Requirement:
Give every line of the material below as a Markdown table with the columns Row and Line, one numbered row per line. Omit blank lines and the pictures.

Available data:
%%
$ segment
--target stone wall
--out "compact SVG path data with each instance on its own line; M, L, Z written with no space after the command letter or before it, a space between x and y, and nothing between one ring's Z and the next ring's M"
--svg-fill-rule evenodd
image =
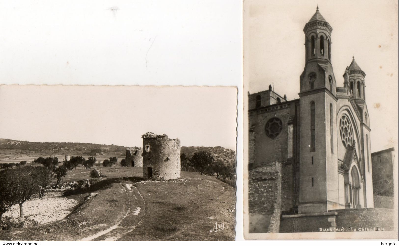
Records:
M143 166L143 149L138 147L126 149L126 163L129 167Z
M393 209L394 207L393 197L374 195L374 207L383 209Z
M278 232L281 207L281 164L273 162L249 173L249 233Z
M143 178L153 180L180 178L180 140L170 139L164 134L157 135L149 132L142 138Z
M359 230L359 228L394 229L393 219L395 218L393 209L380 208L354 209L334 210L336 212L337 228L343 227L345 231Z
M336 213L283 215L280 232L285 233L326 232L336 227ZM320 230L321 229L321 230Z
M391 148L371 153L374 195L393 197L395 149Z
%%
Task answer:
| Row | Line |
|---|---|
| 1 | $ segment |
| 2 | --target stone wall |
| 3 | --out "compact SVG path data with each instance on its own line; M, L, Z written with no space after the command letter or before it, a space between x and y, and nothing between one ring's Z and the next ring's M" |
| 4 | --svg-fill-rule evenodd |
| 5 | image = |
| 6 | Records: |
| 7 | M143 166L143 149L138 147L126 149L126 163L129 167Z |
| 8 | M393 209L394 207L393 197L374 195L374 207L383 209Z |
| 9 | M278 232L281 207L281 164L273 162L249 173L249 233Z |
| 10 | M143 178L153 180L180 178L180 140L170 139L164 134L157 135L149 132L142 138Z |
| 11 | M359 230L359 228L394 229L393 219L395 218L393 209L380 208L354 209L334 210L336 212L337 228L343 227L345 231Z |
| 12 | M336 213L283 215L280 232L285 233L326 232L336 227ZM320 230L321 229L321 230Z |
| 13 | M391 148L371 153L374 195L393 197L395 149Z |